— START OF SOURCE DATA —
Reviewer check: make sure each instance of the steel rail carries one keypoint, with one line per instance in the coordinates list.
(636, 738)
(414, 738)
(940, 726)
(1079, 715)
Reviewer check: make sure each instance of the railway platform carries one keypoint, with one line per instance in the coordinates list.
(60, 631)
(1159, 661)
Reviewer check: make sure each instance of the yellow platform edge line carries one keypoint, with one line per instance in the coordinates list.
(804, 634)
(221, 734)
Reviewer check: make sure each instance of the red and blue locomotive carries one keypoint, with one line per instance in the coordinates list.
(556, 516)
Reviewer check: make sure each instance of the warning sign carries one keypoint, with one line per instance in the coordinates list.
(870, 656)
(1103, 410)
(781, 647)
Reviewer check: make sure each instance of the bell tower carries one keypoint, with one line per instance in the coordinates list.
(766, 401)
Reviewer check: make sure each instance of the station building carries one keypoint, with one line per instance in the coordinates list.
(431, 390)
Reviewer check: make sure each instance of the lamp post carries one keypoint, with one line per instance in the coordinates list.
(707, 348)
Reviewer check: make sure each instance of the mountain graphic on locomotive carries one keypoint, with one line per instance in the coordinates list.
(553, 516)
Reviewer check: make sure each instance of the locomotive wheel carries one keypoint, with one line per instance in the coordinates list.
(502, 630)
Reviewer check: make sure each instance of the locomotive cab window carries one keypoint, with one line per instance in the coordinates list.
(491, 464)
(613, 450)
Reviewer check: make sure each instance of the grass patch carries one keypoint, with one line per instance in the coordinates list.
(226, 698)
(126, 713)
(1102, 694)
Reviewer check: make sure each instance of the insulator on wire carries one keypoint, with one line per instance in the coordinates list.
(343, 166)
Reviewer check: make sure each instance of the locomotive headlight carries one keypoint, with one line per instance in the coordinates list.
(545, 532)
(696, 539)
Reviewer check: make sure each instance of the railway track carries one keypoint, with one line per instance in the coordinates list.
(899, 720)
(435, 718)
— END OF SOURCE DATA —
▶ **TASK BRIEF**: Copy out exactly the lines between the line with "Reviewer check: make sure each instance of the locomotive wheel" and the last line of the entries, counting both of those lines.

▶ **ANSWER TO THE TASK**:
Reviewer check: make sure each instance of the locomotive wheel carries one keypoint, with one line per instance in the coordinates list.
(502, 630)
Reviewer check: make sure each instance of the locomotive cab window carries one keypoint, with one line per instance in the coordinates list.
(491, 464)
(613, 450)
Reviewer check: make sure each instance of the grass patch carries one keypoint, with one line per instance in the coordinates list.
(226, 698)
(126, 713)
(1102, 694)
Reviewer check: make sure each instance of the insulator on wire carries one keypoint, with one line per instance in the coordinates list.
(343, 166)
Reviewer check: make sure each instance of the locomotive headlight carries one keypoint, with one line per instance in the coordinates list.
(545, 532)
(696, 539)
Reviewer check: make sure each instance of the railway track carries one keypoint, with one line per instance in the coordinates list.
(899, 720)
(435, 718)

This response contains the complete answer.